§ **Written task**:
Reproduce every line of the material below, requests included, shifting each polygon vertex coordinate in the answers by adding 86.

[Region labeling entries]
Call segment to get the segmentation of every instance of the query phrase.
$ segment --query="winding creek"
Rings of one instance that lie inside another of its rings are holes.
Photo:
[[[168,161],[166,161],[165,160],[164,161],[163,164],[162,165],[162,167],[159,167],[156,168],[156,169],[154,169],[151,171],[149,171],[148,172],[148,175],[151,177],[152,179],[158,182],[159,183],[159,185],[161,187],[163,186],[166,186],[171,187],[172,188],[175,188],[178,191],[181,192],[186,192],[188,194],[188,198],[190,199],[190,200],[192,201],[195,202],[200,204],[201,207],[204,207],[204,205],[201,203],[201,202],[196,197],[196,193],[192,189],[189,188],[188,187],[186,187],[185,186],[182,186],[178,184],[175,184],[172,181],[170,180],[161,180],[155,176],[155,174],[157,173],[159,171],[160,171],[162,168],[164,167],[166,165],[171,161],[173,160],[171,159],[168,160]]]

§ **Output**:
Call segment to get the segmentation of every instance of the query phrase.
$ segment --query="winding creek"
Rings of one instance that lie inside another of its rings are holes.
Photo:
[[[254,247],[252,247],[251,246],[250,247],[249,250],[248,251],[248,253],[245,253],[242,254],[242,255],[240,255],[237,257],[235,257],[234,258],[234,261],[237,263],[238,265],[244,268],[245,269],[245,271],[247,273],[249,272],[252,272],[257,273],[258,274],[261,274],[264,277],[267,278],[272,278],[274,280],[274,284],[276,285],[276,286],[278,287],[281,288],[286,290],[287,293],[290,293],[290,291],[287,289],[287,288],[282,283],[282,279],[278,275],[275,274],[274,273],[272,273],[271,272],[268,272],[264,270],[261,270],[258,267],[256,266],[247,266],[241,262],[241,260],[243,259],[245,257],[246,257],[248,254],[250,253],[252,251],[257,247],[259,246],[257,245],[254,246]]]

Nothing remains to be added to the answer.